## [AIM]
Your task is to reproduce the material exactly.

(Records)
= = = = = = =
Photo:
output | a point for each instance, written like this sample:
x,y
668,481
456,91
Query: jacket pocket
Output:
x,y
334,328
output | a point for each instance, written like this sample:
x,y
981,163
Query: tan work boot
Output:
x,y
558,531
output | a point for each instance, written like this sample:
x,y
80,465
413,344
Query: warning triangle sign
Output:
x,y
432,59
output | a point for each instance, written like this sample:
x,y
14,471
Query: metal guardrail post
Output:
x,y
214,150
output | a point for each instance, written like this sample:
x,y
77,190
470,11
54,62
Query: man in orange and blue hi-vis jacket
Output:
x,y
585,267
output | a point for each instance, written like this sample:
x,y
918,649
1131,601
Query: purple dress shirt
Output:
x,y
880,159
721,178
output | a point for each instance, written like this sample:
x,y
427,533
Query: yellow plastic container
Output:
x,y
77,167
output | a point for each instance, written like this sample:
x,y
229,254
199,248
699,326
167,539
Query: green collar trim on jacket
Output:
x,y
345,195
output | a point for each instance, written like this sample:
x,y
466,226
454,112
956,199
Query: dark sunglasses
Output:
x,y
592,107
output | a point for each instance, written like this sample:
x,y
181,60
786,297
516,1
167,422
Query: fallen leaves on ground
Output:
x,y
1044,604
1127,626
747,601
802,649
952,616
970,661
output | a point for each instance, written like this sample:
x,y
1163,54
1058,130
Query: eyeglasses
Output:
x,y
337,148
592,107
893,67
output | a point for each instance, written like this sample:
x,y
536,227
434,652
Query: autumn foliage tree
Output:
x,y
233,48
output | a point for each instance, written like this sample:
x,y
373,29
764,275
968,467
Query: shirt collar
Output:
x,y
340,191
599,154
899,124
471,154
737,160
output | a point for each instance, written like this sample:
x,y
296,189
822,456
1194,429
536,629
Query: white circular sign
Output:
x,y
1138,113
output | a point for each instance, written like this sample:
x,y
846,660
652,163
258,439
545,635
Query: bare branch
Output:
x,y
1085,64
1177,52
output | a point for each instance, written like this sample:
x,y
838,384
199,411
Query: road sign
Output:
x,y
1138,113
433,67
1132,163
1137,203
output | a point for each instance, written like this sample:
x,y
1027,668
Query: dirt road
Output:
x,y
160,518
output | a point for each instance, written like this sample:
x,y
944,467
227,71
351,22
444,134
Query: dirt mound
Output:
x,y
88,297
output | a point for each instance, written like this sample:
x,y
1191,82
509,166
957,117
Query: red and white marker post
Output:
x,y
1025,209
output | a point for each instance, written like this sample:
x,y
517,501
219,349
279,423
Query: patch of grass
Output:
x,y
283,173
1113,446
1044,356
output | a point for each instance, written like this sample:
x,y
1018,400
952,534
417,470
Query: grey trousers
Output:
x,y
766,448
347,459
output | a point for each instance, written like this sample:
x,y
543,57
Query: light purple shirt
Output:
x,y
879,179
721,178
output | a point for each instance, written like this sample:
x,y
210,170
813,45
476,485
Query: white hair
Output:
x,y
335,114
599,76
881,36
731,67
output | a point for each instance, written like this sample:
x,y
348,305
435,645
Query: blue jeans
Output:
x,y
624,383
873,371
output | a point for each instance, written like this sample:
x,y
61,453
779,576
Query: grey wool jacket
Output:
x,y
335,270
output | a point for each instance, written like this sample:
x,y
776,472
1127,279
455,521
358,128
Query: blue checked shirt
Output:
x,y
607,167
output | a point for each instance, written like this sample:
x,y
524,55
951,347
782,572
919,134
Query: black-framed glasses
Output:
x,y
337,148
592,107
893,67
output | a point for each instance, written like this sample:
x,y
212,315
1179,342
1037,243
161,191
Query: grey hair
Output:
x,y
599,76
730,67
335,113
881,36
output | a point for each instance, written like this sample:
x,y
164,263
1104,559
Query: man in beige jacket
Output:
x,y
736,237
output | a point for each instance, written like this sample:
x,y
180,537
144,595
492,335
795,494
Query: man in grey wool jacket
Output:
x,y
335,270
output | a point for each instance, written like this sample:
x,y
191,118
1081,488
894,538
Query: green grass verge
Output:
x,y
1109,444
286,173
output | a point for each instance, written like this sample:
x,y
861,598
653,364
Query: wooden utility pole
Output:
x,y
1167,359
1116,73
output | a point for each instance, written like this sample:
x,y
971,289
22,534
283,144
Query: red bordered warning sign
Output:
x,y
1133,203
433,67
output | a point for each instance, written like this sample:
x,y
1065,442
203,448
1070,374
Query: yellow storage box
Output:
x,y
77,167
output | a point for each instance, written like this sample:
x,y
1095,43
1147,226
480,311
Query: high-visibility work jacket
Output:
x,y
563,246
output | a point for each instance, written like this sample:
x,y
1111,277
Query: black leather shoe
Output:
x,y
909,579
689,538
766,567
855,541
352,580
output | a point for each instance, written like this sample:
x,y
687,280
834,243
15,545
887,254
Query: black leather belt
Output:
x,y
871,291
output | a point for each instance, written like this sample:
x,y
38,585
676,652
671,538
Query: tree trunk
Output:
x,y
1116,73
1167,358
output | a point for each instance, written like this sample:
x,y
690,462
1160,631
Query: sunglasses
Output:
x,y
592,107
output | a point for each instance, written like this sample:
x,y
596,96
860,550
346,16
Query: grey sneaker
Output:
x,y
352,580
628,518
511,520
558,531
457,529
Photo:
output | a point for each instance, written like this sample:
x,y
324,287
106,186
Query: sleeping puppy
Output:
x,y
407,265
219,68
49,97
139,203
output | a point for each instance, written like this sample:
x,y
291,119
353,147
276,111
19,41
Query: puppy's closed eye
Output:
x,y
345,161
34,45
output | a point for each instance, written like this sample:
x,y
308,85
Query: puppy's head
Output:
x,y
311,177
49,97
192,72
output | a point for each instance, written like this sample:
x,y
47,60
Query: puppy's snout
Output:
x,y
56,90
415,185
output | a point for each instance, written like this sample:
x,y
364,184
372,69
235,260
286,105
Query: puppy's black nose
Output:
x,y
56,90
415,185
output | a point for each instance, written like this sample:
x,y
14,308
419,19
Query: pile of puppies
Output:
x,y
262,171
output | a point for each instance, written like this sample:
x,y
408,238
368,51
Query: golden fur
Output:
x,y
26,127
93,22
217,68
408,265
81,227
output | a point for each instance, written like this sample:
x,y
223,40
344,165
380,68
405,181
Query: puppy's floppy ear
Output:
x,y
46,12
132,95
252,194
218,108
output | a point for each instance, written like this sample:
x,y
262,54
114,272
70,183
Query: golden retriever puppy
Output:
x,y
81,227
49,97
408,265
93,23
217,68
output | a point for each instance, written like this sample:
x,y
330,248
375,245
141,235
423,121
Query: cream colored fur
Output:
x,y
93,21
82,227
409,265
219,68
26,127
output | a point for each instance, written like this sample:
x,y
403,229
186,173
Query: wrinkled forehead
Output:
= = = = = = =
## [ANSWER IN FULL]
Photo:
output | a point for each instance, written like this sample:
x,y
668,481
456,91
Query: jacket pocket
Output:
x,y
334,328
output | a point for each instance, written like this sample:
x,y
981,163
Query: tan work boot
Output:
x,y
558,531
output | a point for each instance, written like this sample:
x,y
80,465
413,344
Query: warning triangle sign
Output:
x,y
432,59
output | a point for each instance, written like this sample:
x,y
14,471
Query: metal guardrail post
Output:
x,y
214,150
output | a point for each instance, written like this sample:
x,y
77,190
470,11
54,62
Query: man in orange and blue hi-vis jacket
Output:
x,y
585,267
output | a point for each instance, written like this sample:
x,y
918,649
1131,601
Query: purple dress shirt
Output:
x,y
880,159
721,178
output | a point for each instance, written like this sample:
x,y
427,533
Query: yellow plastic container
Output:
x,y
77,167
output | a point for each instance, written like this sample:
x,y
229,254
199,248
699,326
167,539
Query: green collar trim on jacket
Output:
x,y
345,195
output | a point for each instance, written like this sample:
x,y
466,226
454,112
956,199
Query: dark sunglasses
Output:
x,y
592,107
output | a point for each instance, written like this sample:
x,y
181,60
786,297
516,1
167,422
Query: fallen leaves on ground
Output:
x,y
1044,604
1127,626
747,601
802,649
952,616
970,661
output | a point for each instance, written like this sample:
x,y
1163,54
1058,130
Query: eyeglasses
Output:
x,y
337,148
592,107
893,67
output | a point for each instance, written like this sample:
x,y
536,227
434,652
Query: autumn foliage tree
Output:
x,y
233,48
output | a point for each instance, written like this sample:
x,y
373,29
764,275
968,467
Query: shirt collar
Output:
x,y
340,191
599,154
899,124
471,154
737,160
output | a point for each instance, written like this sample:
x,y
296,189
822,456
1194,429
536,629
Query: white circular sign
Output:
x,y
1138,113
output | a point for each instance, written like this sample:
x,y
846,660
652,163
258,439
545,635
Query: bare branch
Output:
x,y
1085,64
1177,52
output | a point for each instance, written like this sample:
x,y
838,384
199,411
Query: road sign
Output:
x,y
1138,113
433,67
1132,163
1137,203
output | a point for each instance, written like this sample:
x,y
1027,668
Query: dirt road
Output:
x,y
160,518
output | a point for each instance, written like this sample:
x,y
944,467
227,71
351,22
444,134
Query: dirt mound
Output:
x,y
88,297
output | a point for each instance, written like this sample:
x,y
1191,82
509,166
957,117
Query: red and white marker post
Output:
x,y
1025,209
output | a point for each instance, written like this sample:
x,y
517,501
219,349
279,423
Query: patch of grass
Output:
x,y
283,173
1113,446
1044,356
output | a point for each instance, written like this sample:
x,y
1018,400
952,534
417,470
Query: grey trousers
Output:
x,y
766,448
347,459
output | a point for each instance, written like this sample:
x,y
543,57
Query: light purple shirt
Output:
x,y
879,179
721,178
output | a point for each instance, written like this sample:
x,y
210,170
813,45
476,485
Query: white hair
Output:
x,y
335,114
599,76
881,36
731,67
output | a point for each instance, written like this sample:
x,y
348,305
435,645
Query: blue jeans
Output:
x,y
624,383
873,371
output | a point for each instance, written like this sample:
x,y
61,453
779,576
Query: grey wool jacket
Output:
x,y
335,270
output | a point for each instance, written like this sample:
x,y
776,472
1127,279
455,521
358,128
Query: blue checked shirt
Output:
x,y
607,167
output | a point for each instance, written like this sample:
x,y
524,55
951,347
782,572
919,134
Query: black-framed glasses
Output:
x,y
337,148
592,107
893,67
output | a point for each instance, written like this sample:
x,y
212,315
1179,342
1037,243
161,191
Query: grey hair
Output:
x,y
599,76
730,67
335,113
881,36
output | a point for each instance, written like this sample:
x,y
164,263
1104,559
Query: man in beige jacket
Output:
x,y
736,237
output | a point for each instance, written like this sample:
x,y
180,537
144,595
492,335
795,494
Query: man in grey wool jacket
Output:
x,y
335,270
output | a point for each instance, written like this sample:
x,y
191,118
1081,488
894,538
Query: green grass verge
Output:
x,y
1109,444
286,173
output | a point for each instance, written like this sample:
x,y
861,598
653,364
Query: wooden utility pole
Output:
x,y
1167,359
1116,73
output | a point for each instance, written like this sample:
x,y
971,289
22,534
283,144
Query: red bordered warning sign
Output:
x,y
1133,203
433,67
output | a point for each instance, written like this sample:
x,y
1065,442
203,448
1070,374
Query: yellow storage box
Output:
x,y
77,167
output | a point for each instance, written like this sample:
x,y
1095,43
1147,226
480,311
Query: high-visibility work jacket
Output:
x,y
563,246
output | a point for each instance, written like this sample:
x,y
1111,277
Query: black leather shoe
Output:
x,y
909,579
689,538
766,567
855,541
352,580
output | a point for each instance, written like this sample:
x,y
687,280
834,243
15,545
887,254
Query: black leather belt
Output:
x,y
871,291
output | a point for each instance, written like this sample:
x,y
38,585
676,652
671,538
Query: tree trunk
Output:
x,y
1116,73
1167,358
output | a point for each instance, written like this sample:
x,y
690,462
1160,631
Query: sunglasses
Output:
x,y
592,107
output | a point for each instance, written like this sample:
x,y
596,96
860,550
346,16
Query: grey sneaker
Output:
x,y
352,580
628,518
511,520
558,531
457,529
Photo:
output | a point for each instance, written like this sample:
x,y
324,287
106,186
Query: sleeping puppy
Output:
x,y
407,265
219,68
49,97
139,203
output | a point for each instance, written like this sample:
x,y
291,119
353,147
276,111
19,41
Query: puppy's closed eye
Output:
x,y
345,161
34,45
output | a point for each instance, written like this sample:
x,y
308,85
Query: puppy's head
Output:
x,y
311,177
49,97
192,72
output | a point for each instance, written like this sample:
x,y
47,60
Query: puppy's snout
Output:
x,y
56,90
415,185
output | a point for each instance, written like this sample:
x,y
364,184
372,69
235,260
286,105
Query: puppy's black nose
Output:
x,y
56,90
415,185
output | a point for each instance, written like this sample:
x,y
14,308
419,19
Query: pile of puppies
Output:
x,y
262,171
output | a point for each instance, written like this sample:
x,y
408,238
368,51
Query: golden fur
Output:
x,y
26,127
93,22
217,68
408,265
81,227
output | a point for each instance, written like this sample:
x,y
223,40
344,165
380,68
405,181
Query: puppy's floppy ear
Output:
x,y
46,12
132,95
252,194
218,108
output | a point for each instance, written like this sample:
x,y
262,54
114,272
70,183
Query: golden retriever puppy
Output:
x,y
81,227
49,97
408,265
93,23
217,68
output | a point for each instance, written like this sample:
x,y
330,248
375,245
141,235
423,121
Query: cream colored fur
Output:
x,y
93,21
82,227
409,265
219,68
26,127
output | a point for each instance, written like this sample:
x,y
403,229
186,173
Query: wrinkled forehead
Output:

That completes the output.